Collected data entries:

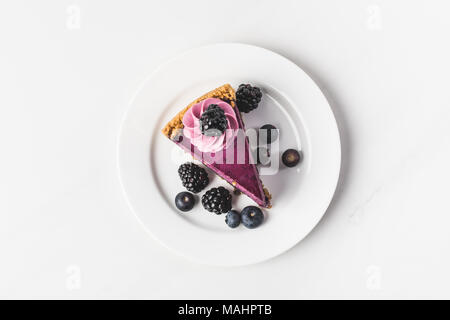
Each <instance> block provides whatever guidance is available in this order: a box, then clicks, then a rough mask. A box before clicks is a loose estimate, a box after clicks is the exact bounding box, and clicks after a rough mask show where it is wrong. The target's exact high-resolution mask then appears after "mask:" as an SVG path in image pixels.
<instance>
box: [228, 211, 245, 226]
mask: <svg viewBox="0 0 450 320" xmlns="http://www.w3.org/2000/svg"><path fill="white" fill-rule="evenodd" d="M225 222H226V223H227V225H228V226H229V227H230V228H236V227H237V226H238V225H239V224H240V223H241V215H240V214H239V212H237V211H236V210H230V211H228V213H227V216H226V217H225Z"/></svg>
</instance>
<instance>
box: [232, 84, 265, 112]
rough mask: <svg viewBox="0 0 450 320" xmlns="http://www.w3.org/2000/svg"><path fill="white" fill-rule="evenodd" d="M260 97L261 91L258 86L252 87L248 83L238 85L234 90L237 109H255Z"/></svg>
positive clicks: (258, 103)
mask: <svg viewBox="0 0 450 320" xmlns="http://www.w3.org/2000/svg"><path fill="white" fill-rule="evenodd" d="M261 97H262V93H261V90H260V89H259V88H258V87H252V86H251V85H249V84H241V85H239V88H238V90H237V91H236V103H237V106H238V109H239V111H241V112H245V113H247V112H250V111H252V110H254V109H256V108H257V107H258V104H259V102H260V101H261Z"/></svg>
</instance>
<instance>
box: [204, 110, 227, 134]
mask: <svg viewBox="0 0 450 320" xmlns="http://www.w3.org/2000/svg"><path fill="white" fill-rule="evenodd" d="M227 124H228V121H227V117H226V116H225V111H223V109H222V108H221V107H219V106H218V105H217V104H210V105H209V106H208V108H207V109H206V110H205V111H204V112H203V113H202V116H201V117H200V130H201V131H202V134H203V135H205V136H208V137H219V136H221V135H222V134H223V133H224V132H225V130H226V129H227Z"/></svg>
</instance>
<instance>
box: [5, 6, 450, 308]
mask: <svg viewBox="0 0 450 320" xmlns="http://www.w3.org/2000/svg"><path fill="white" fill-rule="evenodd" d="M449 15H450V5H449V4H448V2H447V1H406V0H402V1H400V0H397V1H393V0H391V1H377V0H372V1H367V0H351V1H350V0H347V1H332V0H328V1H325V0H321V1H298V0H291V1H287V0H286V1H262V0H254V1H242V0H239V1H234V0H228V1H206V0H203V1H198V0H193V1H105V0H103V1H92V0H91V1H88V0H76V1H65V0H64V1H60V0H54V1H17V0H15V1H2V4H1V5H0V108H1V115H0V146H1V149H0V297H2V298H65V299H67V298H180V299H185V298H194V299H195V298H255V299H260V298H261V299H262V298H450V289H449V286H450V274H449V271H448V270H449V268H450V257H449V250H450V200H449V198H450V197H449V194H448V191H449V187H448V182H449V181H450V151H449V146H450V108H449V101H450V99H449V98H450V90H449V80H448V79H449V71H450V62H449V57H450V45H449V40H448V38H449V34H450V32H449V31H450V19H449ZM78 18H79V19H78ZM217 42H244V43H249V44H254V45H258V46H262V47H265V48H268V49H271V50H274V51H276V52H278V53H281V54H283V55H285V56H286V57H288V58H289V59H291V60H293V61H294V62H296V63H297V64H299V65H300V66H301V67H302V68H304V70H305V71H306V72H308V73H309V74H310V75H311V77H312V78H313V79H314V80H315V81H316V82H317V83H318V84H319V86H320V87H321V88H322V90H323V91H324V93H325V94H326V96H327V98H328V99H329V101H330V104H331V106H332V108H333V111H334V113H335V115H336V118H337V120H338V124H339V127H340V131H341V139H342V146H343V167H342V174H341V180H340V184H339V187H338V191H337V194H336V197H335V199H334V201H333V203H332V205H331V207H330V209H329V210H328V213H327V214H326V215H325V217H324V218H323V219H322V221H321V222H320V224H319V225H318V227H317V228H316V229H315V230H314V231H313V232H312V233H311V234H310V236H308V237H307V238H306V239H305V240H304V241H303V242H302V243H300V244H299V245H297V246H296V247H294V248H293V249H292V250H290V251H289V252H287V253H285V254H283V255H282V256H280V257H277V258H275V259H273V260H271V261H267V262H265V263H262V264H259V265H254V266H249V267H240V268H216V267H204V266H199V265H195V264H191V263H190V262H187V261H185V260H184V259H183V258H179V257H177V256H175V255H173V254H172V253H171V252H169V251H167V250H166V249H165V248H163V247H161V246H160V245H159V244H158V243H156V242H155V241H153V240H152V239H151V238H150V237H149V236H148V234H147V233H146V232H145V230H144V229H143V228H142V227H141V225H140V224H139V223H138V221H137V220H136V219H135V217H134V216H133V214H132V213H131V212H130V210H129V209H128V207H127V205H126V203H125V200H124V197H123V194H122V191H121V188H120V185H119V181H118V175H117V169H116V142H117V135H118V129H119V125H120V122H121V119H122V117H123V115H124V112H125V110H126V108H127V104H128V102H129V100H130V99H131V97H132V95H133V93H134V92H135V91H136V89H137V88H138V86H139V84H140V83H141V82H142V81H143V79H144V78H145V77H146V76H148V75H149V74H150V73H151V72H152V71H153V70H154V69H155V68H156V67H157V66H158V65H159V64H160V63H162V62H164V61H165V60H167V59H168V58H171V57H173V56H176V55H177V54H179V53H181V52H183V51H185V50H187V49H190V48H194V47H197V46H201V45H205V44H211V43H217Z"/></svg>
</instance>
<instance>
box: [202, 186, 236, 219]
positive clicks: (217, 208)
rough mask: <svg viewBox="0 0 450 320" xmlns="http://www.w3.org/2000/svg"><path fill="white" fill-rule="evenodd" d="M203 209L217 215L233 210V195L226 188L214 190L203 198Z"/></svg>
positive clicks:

_BRIEF_
Restate word for word the lines running from the line that holds "positive clicks: (217, 208)" to the final line of the entries.

_WORKED SOLUTION_
positive clicks: (217, 208)
rough mask: <svg viewBox="0 0 450 320" xmlns="http://www.w3.org/2000/svg"><path fill="white" fill-rule="evenodd" d="M203 209L217 215L233 210V195L226 188L214 190L203 198Z"/></svg>
positive clicks:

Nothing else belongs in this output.